* WORK TASK: Lines that include the word "format" should be copied from the listing that follows.

* INPUT MATERIAL:
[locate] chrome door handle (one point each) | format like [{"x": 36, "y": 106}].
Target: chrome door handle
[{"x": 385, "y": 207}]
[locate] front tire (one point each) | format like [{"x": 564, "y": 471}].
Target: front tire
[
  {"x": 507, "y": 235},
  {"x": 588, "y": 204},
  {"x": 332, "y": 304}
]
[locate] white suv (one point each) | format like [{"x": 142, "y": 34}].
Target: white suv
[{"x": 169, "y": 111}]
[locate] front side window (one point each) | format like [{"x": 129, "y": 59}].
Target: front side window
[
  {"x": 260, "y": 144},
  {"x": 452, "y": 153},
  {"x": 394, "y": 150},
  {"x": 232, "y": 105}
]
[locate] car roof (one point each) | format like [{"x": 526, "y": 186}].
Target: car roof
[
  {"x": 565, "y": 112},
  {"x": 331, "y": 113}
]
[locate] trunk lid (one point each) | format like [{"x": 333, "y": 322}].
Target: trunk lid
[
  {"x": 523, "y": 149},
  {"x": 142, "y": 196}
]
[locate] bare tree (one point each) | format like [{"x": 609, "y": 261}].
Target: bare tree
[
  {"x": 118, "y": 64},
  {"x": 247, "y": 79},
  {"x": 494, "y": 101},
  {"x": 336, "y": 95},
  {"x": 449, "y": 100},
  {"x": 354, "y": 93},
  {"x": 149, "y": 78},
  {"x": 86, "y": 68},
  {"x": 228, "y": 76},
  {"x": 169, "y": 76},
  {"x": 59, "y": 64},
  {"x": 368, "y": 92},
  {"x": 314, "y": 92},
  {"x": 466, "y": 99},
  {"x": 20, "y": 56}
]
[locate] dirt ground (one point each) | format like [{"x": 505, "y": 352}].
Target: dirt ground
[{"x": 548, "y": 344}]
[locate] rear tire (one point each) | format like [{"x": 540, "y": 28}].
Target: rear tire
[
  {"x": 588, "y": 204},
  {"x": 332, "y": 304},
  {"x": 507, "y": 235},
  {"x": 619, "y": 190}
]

* RESPONSE TO THIS TASK:
[locate] chrome door handle (one point each) | format like [{"x": 36, "y": 106}].
[locate] front tire (one point each) | format like [{"x": 564, "y": 471}].
[locate] white suv (one point each) | format like [{"x": 142, "y": 34}].
[locate] front side window (one point each) | format like [{"x": 129, "y": 59}].
[locate] car roof (one point each) | format like [{"x": 526, "y": 186}].
[locate] trunk lid (one point each) | format like [{"x": 333, "y": 322}].
[locate] bare tree (one point each) | format like [{"x": 609, "y": 261}].
[locate] dirt ground (one point each) | format like [{"x": 505, "y": 352}].
[locate] rear tire (one point each) | format like [{"x": 540, "y": 28}].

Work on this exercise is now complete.